(Input material begins)
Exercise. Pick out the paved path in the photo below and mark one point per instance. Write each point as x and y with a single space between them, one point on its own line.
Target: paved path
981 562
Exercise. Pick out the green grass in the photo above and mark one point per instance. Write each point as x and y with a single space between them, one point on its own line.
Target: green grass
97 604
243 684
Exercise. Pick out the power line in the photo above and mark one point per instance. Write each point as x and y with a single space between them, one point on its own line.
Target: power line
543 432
(Input material ends)
(Input material begins)
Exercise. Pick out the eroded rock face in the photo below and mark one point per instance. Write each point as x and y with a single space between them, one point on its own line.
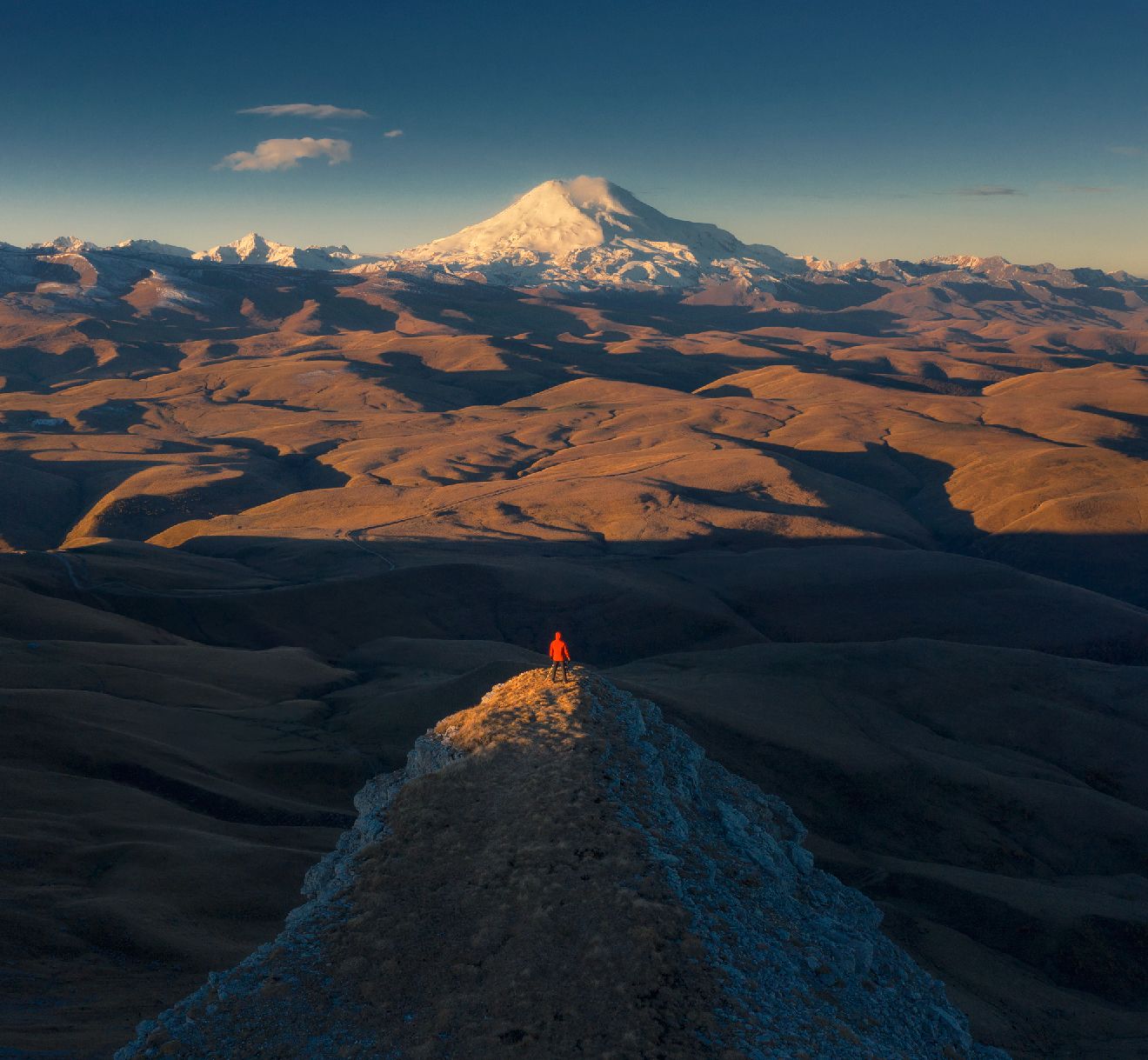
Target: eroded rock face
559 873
(Input material ends)
__What you will do__. Since only the number is needed, state how many lines of the listing contain the word "below".

__Task answer__. 2